__Task to carry out__
Transcribe the material verbatim in full; the pictures do not belong in the copy.

[Task data start]

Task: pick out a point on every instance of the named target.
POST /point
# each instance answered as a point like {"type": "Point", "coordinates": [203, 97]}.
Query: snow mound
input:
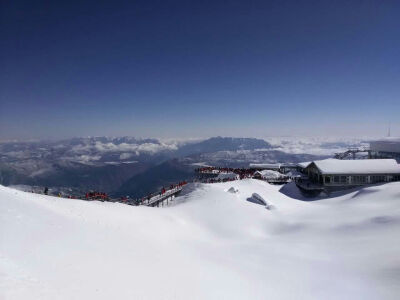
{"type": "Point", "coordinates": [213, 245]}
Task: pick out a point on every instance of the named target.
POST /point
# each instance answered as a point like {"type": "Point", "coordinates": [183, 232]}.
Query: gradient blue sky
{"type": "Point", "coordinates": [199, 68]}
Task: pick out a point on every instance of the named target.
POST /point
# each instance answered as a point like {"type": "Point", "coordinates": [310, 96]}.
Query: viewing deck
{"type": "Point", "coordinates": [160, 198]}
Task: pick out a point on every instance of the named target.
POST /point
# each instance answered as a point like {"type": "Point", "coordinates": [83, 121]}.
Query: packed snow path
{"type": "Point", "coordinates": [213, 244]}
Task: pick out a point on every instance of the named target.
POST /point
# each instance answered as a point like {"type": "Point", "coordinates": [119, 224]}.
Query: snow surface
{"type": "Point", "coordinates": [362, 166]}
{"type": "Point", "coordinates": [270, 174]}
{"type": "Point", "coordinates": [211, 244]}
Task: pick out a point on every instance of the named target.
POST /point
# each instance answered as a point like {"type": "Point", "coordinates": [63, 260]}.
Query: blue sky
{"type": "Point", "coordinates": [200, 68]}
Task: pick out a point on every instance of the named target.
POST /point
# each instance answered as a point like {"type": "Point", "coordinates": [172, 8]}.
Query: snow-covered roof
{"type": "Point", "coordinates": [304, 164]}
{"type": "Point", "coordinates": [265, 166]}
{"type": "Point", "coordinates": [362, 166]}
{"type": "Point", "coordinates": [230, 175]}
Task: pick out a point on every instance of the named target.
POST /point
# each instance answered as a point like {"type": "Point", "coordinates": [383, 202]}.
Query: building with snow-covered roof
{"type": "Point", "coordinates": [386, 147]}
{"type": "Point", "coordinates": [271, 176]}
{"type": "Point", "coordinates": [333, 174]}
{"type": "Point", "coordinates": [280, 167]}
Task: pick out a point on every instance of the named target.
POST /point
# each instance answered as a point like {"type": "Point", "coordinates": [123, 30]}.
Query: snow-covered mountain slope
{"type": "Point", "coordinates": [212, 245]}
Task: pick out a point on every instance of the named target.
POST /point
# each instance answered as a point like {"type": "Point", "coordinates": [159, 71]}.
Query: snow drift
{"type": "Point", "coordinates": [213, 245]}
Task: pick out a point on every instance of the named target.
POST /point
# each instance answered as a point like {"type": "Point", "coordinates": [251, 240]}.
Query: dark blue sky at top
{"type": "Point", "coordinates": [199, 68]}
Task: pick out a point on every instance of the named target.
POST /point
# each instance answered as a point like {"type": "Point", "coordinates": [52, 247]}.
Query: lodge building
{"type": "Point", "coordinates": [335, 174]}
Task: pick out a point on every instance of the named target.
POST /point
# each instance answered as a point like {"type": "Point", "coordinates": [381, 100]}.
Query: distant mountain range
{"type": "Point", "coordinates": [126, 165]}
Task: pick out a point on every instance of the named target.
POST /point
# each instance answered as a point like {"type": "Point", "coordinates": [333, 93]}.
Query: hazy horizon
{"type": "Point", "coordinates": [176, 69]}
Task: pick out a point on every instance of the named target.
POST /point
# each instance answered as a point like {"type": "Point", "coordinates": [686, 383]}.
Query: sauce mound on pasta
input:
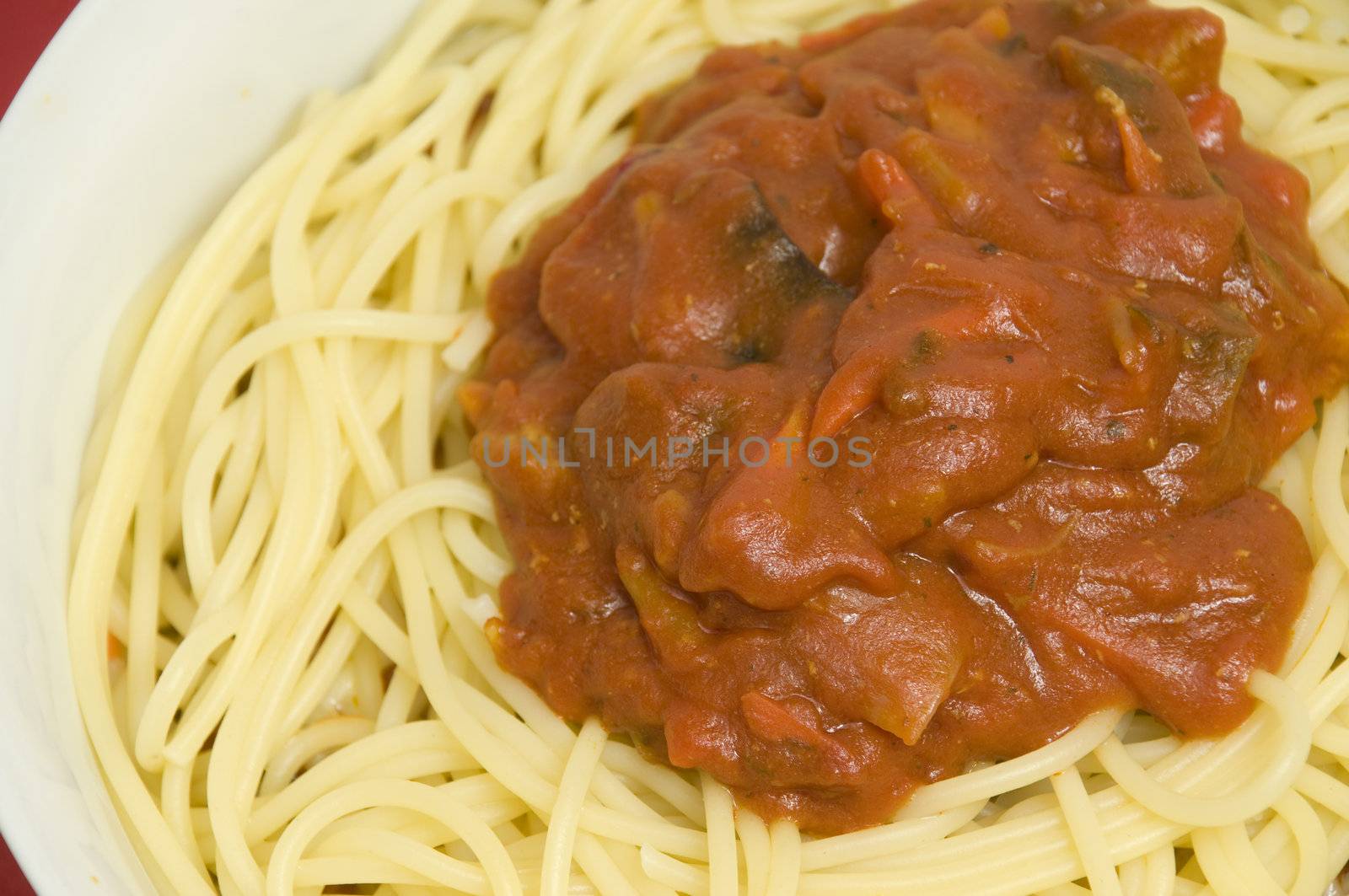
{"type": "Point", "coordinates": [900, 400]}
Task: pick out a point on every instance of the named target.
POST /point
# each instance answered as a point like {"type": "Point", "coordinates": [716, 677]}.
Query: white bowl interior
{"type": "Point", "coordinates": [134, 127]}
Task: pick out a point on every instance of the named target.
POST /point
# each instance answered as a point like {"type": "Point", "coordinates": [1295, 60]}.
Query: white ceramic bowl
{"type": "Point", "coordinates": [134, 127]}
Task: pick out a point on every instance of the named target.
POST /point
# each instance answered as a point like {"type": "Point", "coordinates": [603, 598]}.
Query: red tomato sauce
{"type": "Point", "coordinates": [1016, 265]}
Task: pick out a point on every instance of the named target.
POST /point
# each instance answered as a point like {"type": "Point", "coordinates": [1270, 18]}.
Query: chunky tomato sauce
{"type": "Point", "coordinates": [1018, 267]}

[Task data end]

__Full output__
Task: pick out a point on every instance of the named target.
POST /point
# each instance answered as a point like {"type": "Point", "coordinates": [203, 97]}.
Query: snow mound
input:
{"type": "Point", "coordinates": [213, 245]}
Task: pick out a point on every instance of the named target.
POST /point
# each instance answered as a point like {"type": "Point", "coordinates": [183, 232]}.
Query: gradient blue sky
{"type": "Point", "coordinates": [199, 68]}
Task: pick out a point on every instance of the named target.
POST /point
# each instance answered as a point like {"type": "Point", "coordinates": [310, 96]}.
Query: viewing deck
{"type": "Point", "coordinates": [160, 198]}
Task: pick out a point on every instance of the named target.
POST /point
# each instance answered as a point like {"type": "Point", "coordinates": [83, 121]}.
Query: packed snow path
{"type": "Point", "coordinates": [213, 244]}
Task: pick out a point on every instance of the named target.
POST /point
# each instance answered as a point like {"type": "Point", "coordinates": [119, 224]}.
Query: snow surface
{"type": "Point", "coordinates": [362, 166]}
{"type": "Point", "coordinates": [270, 174]}
{"type": "Point", "coordinates": [211, 244]}
Task: pick out a point on every instance of the named target.
POST /point
# each instance answered as a point like {"type": "Point", "coordinates": [63, 260]}.
Query: blue sky
{"type": "Point", "coordinates": [200, 68]}
Task: pick out a point on every instance of the named target.
POST /point
# each instance answered as a point like {"type": "Point", "coordinates": [172, 8]}.
Query: snow-covered roof
{"type": "Point", "coordinates": [304, 164]}
{"type": "Point", "coordinates": [265, 166]}
{"type": "Point", "coordinates": [362, 166]}
{"type": "Point", "coordinates": [230, 175]}
Task: pick out a point on every instance of the named target.
POST /point
# each instance answered as a point like {"type": "Point", "coordinates": [383, 202]}.
Query: building with snow-covered roof
{"type": "Point", "coordinates": [386, 147]}
{"type": "Point", "coordinates": [271, 176]}
{"type": "Point", "coordinates": [333, 174]}
{"type": "Point", "coordinates": [280, 167]}
Task: pick out a point on every instance of the named target.
POST /point
# each instance answered as a point like {"type": "Point", "coordinates": [123, 30]}.
Query: snow-covered mountain slope
{"type": "Point", "coordinates": [212, 245]}
Task: pick out a point on every instance of the named target.
POST /point
# each instance answered as a point like {"type": "Point", "coordinates": [159, 71]}.
Query: snow drift
{"type": "Point", "coordinates": [213, 245]}
Task: pick out a point on every instance of the named target.
POST /point
# each instance answered as a point like {"type": "Point", "coordinates": [251, 240]}.
Query: dark blue sky at top
{"type": "Point", "coordinates": [199, 68]}
Task: pick out a point on every instance of the named target.
POST /point
# each instance answered as a point like {"type": "Point", "coordinates": [52, 247]}.
Query: lodge building
{"type": "Point", "coordinates": [335, 174]}
Task: pick out a point on every instance of the named target.
POST /point
# each instance answered as a point like {"type": "Point", "coordinates": [381, 100]}.
Query: distant mountain range
{"type": "Point", "coordinates": [126, 165]}
Task: pick out a point on every instance of the named target.
POST /point
# each instance answered as a point like {"type": "Point", "coordinates": [333, 93]}.
Query: hazy horizon
{"type": "Point", "coordinates": [176, 69]}
Task: pick out a point on every instance of the named target.
POST /point
# each instance answered as a point like {"type": "Point", "coordinates": [686, 383]}.
Query: sauce mound on pasta
input:
{"type": "Point", "coordinates": [900, 400]}
Task: pick out a point on every instance of the named target.
POST /point
# each instance answered as a point like {"type": "Point", "coordinates": [716, 677]}.
Query: white bowl interior
{"type": "Point", "coordinates": [134, 127]}
Task: pick out a point on every instance of the named target.
POST /point
# each instance answered as a point like {"type": "Point", "coordinates": [1295, 60]}.
Query: white ceramic bowl
{"type": "Point", "coordinates": [134, 127]}
Task: pick out a point on every instance of the named target.
POST /point
# each instance answered as a point like {"type": "Point", "coordinates": [603, 598]}.
Query: red tomato sauce
{"type": "Point", "coordinates": [1016, 265]}
Task: pick out a point on every instance of the named target.
POST /point
# each instance answered as a point like {"type": "Point", "coordinates": [1270, 18]}.
Query: chunky tomato sauce
{"type": "Point", "coordinates": [1018, 267]}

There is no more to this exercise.